_Aim of the task_
Please output all of the entries exactly and omit any images they hold.

[Stored data entries]
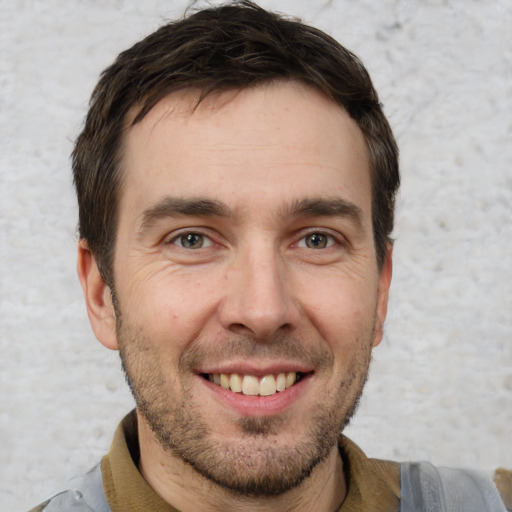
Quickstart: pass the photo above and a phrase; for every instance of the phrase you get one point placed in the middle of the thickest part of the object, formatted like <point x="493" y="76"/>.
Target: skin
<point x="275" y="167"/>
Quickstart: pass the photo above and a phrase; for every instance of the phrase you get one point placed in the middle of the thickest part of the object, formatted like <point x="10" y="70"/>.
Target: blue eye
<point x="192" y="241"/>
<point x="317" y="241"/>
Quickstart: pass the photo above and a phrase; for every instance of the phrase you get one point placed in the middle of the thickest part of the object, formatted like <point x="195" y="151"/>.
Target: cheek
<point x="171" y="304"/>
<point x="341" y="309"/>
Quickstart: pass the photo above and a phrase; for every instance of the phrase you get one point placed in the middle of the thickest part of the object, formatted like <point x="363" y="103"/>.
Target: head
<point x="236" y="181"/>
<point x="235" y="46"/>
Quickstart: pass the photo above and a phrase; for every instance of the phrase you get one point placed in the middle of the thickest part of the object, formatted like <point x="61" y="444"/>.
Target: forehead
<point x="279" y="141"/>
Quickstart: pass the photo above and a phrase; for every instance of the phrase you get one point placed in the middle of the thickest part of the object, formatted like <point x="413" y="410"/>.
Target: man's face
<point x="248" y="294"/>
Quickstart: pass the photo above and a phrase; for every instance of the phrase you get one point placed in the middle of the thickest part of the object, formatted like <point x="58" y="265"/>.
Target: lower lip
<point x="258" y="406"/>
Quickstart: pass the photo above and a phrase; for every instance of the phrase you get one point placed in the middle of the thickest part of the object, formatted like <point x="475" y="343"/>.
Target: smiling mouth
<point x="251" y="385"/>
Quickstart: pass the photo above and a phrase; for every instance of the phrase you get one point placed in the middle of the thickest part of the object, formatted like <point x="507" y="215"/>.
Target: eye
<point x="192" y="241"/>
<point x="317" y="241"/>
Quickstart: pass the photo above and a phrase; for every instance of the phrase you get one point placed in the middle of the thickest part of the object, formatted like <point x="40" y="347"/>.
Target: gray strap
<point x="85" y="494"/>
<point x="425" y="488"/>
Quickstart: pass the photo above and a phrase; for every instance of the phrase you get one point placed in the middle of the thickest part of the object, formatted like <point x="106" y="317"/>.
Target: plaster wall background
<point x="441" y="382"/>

_Output for this task_
Quickstart: pass the photo above and a phrase; for every instance of the phrase you get one point placed in the middle of the thickest part of the object, formatted like <point x="493" y="76"/>.
Target: skin
<point x="275" y="167"/>
Quickstart: pass the photo above and a phrase; for every instance of the phrase you get one point placed in the middle of the thickest part of the object, formatted like <point x="10" y="70"/>.
Target: blue eye
<point x="192" y="241"/>
<point x="317" y="241"/>
Quickstart: pass the photo above and a phrase; for every instance of the phrase you get one point placed in the middle of the thickest part of the object, formatted like <point x="195" y="151"/>.
Target: cheek
<point x="171" y="304"/>
<point x="341" y="309"/>
Quickstart: pass the photo above and a phrase; for every instance of the phrase you get one point placed in the middle of the thickest part of the object, formatted like <point x="363" y="103"/>.
Target: head
<point x="236" y="181"/>
<point x="235" y="46"/>
Quickstart: pass the photo above and a phrase; for every instance of the phrase you get one point placed in the middle of the thickest part of the object, formatted like <point x="61" y="444"/>.
Target: forehead
<point x="279" y="141"/>
Quickstart: pass the photo above and a phrase; for every instance of the phrase you get one point placed in the middle of the thickest part of the object, formatted like <point x="413" y="410"/>.
Target: man's face
<point x="248" y="294"/>
Quickstart: pass the photo above and a phrase; for every instance of the phrase you get one point placed in the middle of the thickest part of the object, formatted like <point x="58" y="265"/>.
Target: lower lip
<point x="258" y="406"/>
Quickstart: pass the photo above and a phrase; for every instance of the phrase you get one point placed in the middle of the thickest part of the object, formatted like <point x="475" y="343"/>.
Target: smiling mouth
<point x="251" y="385"/>
Quickstart: pass the photo above and a phrase; for every instance of the phrase you get one point placed in the middle of the thickest part of the object, formatted like <point x="507" y="215"/>.
Target: eye
<point x="192" y="241"/>
<point x="317" y="241"/>
Quickstart: pass the photo above and a phrase; for every instance of the phrase you get one point placed in the middle of the thickest part of the object, formatted like <point x="40" y="347"/>.
Target: gray strap
<point x="85" y="494"/>
<point x="425" y="488"/>
Quickstart: pass the photo above and a phrase; for every instance of the phrase you get one point placed in the middle of the thickest part of the object, formatted like <point x="106" y="317"/>.
Target: plaster wall background
<point x="441" y="382"/>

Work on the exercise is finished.